Sigdo Koppers S.A.
- Company type: Sociedad Anónima
- Traded as: BCS: SK
- Industry: Conglomerate
- Founded: 1960
- Headquarters: Santiago, Chile
- Key people: Juan Eduardo Errázuriz (Executive President) Juan Pablo Aboitiz Domínguez (General Manager)
- Products: Industrial services Construction Transport & logistics Machinery & automotive distribution Mining and energy-related products
- Revenue: US$2.7 billion (2012) US$4.99 billion (2023)
- Net income: US$141 million (2012) US$543 million EBITDA (2023)
- Number of employees: 10,783 (2023)
- Website: Official website

= Sigdo Koppers =

Chilean industrial conglomerate

Sigdo Koppers S.A. (SK) is a Chilean multinational industrial conglomerate founded in 1960 and headquartered in Santiago, Chile. It operates through subsidiaries and business units across the Americas, Europe, Asia, Africa, and Oceania.

What to do:
[1] Decide whether each statement agrees with the Sigdo Koppers profile, answering yes or no and quoting the words from the profile that settle it: (a) The company was founded in 1960. (b) The company is headquartered in Valparaíso. (c) The company had 10,783 employees in 2023.
[2] According to the Sigdo Koppers profile, who is the company's General Manager?
[3] Proceed with the Sigdo Koppers profile, writing on from its final sentence.

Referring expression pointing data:
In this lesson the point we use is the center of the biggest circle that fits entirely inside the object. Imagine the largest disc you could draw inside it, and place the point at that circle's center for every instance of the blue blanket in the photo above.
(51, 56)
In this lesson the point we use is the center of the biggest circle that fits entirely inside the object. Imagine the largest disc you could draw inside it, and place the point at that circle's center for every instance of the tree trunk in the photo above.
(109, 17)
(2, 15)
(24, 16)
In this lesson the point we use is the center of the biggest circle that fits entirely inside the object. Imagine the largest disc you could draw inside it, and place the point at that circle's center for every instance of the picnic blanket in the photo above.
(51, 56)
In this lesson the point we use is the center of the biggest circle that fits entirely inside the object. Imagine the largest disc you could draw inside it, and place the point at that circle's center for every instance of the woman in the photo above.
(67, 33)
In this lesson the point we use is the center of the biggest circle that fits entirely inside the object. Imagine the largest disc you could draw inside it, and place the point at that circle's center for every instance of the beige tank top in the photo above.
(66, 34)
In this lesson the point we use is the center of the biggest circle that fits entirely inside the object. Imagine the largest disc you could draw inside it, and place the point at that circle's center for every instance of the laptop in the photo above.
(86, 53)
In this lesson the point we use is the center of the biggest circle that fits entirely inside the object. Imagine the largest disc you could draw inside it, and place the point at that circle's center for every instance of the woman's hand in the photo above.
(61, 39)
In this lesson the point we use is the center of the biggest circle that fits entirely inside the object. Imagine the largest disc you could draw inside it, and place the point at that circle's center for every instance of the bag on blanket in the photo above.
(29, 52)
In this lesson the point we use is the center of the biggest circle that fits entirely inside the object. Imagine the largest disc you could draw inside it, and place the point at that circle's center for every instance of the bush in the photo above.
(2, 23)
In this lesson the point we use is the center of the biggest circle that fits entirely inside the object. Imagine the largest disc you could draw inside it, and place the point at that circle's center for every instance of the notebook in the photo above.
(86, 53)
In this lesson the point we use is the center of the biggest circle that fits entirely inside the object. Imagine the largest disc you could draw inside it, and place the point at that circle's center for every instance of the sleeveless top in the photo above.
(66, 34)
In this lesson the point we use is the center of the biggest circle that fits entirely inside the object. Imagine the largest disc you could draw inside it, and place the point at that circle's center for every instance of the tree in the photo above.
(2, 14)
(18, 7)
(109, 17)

Numbered answers:
[1]
(a) Yes: "founded in 1960"
(b) No: "headquartered in Santiago, Chile"
(c) Yes: "10,783 (2023)"

[2] Juan Pablo Aboitiz Domínguez

[3]
== History ==
Sigdo Koppers was founded in 1960 under the name Ingeniería y Construcción Sigdo Koppers S.A. to provide industrial construction and engineering services. Over time, the company diversified into mining services, logistics, automotive distribution, and industrial manufacturing.

SK expanded internationally during the 2000s and 2010s, acquiring companies such as Enaex (industrial explosives), Magotteaux (grinding media and wear parts), and SKC (automotive and machinery distribution).

== Operations ==
Sigdo Koppers' business is organized into three main areas:

- Services: Industrial construction, assembly, and engineering; transport and logistics.
- Industrial: Rock fragmentation, grinding media and wear parts, and chemical products through subsidiaries including Enaex and Magotteaux.
- Commercial and Automotive: Machinery representation, vehicle distribution and leasing, and related services under the SKC brand.

The group operates in over 100 countries across five continents, providing products and services primarily to the mining, energy, and infrastructure sectors.

== Financial performance ==
As of 2023, the company reported consolidated assets of approximately US$4.99 billion and an EBITDA of US$543 million.

== Corporate governance ==
Sigdo Koppers is led by Executive President Juan Eduardo Errázuriz and General Manager Juan Pablo Aboitiz Domínguez.